_Provided material_.
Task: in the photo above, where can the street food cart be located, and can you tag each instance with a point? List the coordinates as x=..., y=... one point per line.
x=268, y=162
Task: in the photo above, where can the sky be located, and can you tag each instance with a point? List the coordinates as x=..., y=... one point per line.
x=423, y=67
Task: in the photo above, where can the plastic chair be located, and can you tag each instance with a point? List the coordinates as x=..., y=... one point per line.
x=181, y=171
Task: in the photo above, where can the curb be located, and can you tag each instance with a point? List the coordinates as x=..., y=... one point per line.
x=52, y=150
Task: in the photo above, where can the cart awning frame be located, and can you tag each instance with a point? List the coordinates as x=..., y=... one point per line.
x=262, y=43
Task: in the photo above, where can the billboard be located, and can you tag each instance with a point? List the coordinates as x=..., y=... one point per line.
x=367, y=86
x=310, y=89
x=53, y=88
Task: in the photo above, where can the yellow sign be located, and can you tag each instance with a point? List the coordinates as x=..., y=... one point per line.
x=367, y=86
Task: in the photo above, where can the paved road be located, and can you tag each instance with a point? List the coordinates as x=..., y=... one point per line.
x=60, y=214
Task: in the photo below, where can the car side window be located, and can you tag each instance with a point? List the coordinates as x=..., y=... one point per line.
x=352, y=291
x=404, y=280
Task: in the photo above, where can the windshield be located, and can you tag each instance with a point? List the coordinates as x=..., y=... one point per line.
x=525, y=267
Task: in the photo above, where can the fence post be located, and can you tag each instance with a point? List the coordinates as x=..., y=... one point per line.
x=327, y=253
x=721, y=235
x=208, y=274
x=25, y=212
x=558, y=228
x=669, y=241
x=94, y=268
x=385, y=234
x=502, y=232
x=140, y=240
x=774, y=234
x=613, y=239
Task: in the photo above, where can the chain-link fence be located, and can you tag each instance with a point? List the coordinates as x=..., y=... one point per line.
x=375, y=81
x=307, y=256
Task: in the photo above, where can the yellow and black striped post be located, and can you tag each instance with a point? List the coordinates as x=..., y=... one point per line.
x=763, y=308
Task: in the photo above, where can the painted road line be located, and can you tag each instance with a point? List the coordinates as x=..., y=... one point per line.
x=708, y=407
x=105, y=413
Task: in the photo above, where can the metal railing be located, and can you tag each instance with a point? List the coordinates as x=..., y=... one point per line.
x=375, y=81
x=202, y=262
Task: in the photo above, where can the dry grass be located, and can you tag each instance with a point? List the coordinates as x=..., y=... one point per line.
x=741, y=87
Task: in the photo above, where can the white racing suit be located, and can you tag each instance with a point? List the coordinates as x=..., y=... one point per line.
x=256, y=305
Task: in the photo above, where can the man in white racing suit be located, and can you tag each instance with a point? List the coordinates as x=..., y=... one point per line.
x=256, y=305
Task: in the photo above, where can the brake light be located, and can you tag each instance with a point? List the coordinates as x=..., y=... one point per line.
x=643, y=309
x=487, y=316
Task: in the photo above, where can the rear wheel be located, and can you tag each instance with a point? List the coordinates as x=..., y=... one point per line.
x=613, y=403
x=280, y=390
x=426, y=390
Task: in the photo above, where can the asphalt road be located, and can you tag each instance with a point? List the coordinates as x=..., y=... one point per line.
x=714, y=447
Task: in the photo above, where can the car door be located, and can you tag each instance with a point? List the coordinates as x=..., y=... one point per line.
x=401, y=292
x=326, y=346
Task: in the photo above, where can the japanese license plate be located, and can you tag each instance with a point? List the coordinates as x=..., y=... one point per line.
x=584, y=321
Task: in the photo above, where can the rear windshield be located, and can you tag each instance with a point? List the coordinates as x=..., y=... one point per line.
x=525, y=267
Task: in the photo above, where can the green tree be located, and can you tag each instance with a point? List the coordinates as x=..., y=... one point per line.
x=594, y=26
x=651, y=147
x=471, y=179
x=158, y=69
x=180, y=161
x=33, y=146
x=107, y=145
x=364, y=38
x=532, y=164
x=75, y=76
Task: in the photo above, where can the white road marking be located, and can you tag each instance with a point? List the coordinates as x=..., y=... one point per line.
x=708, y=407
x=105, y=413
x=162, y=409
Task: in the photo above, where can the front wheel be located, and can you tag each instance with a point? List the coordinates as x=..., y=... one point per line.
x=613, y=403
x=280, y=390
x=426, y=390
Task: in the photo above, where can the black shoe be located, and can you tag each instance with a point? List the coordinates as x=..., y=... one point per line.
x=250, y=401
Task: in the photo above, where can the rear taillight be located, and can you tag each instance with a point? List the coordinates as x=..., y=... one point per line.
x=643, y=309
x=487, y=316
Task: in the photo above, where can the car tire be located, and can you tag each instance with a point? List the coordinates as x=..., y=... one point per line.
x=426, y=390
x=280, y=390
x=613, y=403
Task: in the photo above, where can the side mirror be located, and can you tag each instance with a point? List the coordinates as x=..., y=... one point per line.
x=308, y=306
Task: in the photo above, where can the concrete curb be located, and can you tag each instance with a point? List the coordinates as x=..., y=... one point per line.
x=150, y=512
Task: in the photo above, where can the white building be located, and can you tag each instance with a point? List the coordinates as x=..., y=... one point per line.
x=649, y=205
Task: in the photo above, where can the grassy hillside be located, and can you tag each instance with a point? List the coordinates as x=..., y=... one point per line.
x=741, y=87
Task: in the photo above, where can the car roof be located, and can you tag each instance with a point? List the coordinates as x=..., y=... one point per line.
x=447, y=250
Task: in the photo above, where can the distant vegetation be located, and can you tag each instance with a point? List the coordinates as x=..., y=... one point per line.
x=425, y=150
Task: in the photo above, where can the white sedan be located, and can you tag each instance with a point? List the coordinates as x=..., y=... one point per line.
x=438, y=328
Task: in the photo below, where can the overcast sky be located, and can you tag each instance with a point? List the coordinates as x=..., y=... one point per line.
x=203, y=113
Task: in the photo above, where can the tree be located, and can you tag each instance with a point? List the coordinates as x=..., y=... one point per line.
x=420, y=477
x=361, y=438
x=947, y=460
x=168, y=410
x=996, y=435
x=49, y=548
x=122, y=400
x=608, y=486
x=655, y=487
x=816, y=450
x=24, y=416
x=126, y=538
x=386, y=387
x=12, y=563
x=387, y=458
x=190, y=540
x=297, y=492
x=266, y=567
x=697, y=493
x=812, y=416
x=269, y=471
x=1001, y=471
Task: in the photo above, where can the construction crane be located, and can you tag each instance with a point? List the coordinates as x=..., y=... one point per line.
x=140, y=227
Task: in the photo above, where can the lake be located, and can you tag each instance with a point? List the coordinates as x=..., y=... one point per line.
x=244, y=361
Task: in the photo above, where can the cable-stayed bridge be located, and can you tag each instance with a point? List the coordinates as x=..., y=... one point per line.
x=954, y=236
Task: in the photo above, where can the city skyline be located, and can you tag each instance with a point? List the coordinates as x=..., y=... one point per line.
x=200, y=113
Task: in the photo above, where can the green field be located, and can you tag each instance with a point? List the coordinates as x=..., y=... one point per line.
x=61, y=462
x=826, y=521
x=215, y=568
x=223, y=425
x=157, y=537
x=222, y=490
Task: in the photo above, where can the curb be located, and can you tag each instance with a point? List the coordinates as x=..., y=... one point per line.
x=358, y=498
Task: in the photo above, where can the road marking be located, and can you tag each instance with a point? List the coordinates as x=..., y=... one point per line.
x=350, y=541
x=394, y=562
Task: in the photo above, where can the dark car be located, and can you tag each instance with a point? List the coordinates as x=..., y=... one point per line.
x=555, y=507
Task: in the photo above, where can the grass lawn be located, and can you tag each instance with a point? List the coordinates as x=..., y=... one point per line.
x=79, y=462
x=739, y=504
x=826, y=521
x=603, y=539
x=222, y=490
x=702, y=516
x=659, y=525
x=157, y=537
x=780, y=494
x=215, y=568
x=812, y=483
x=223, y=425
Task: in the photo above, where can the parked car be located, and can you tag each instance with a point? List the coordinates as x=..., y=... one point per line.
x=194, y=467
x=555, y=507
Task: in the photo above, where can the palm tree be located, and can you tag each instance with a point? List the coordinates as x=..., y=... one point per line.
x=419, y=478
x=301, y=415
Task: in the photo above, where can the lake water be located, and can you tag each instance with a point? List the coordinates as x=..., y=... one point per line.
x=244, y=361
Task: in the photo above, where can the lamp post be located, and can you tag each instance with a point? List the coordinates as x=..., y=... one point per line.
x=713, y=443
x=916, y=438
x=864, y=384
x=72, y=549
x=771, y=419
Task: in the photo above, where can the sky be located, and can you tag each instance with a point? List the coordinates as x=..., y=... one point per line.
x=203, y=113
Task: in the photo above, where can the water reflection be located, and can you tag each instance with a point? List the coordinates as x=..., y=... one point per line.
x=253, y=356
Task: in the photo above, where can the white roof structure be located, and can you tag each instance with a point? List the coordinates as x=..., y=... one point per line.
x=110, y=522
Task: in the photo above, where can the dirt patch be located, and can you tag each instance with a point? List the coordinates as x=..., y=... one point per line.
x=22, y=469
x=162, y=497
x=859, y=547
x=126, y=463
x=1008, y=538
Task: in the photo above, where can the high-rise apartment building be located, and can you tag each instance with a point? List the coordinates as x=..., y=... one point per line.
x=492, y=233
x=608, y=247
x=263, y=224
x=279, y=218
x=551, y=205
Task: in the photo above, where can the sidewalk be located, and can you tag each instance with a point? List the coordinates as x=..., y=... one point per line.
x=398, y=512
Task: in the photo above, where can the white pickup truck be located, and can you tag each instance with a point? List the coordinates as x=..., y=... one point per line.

_Directions for this task_. The required result is an exact repetition of the lines from the one containing "Task: in the photo above, where can the high-rise" through the last line of the data.

_Task response_.
Task: in the photo above, where can the high-rise apartment building be located, and can you tag each instance with a point? List the coordinates as x=..., y=... one point per line.
x=492, y=233
x=608, y=247
x=263, y=224
x=279, y=218
x=551, y=205
Task: in the photo above, where can the sidewalk be located, and can you tag each instance with a point? List the coordinates as x=..., y=... one point per line.
x=398, y=512
Task: in the photo above, where can the white pickup truck be located, and can you tag each instance with a point? List the coordinates as x=..., y=... one point per line.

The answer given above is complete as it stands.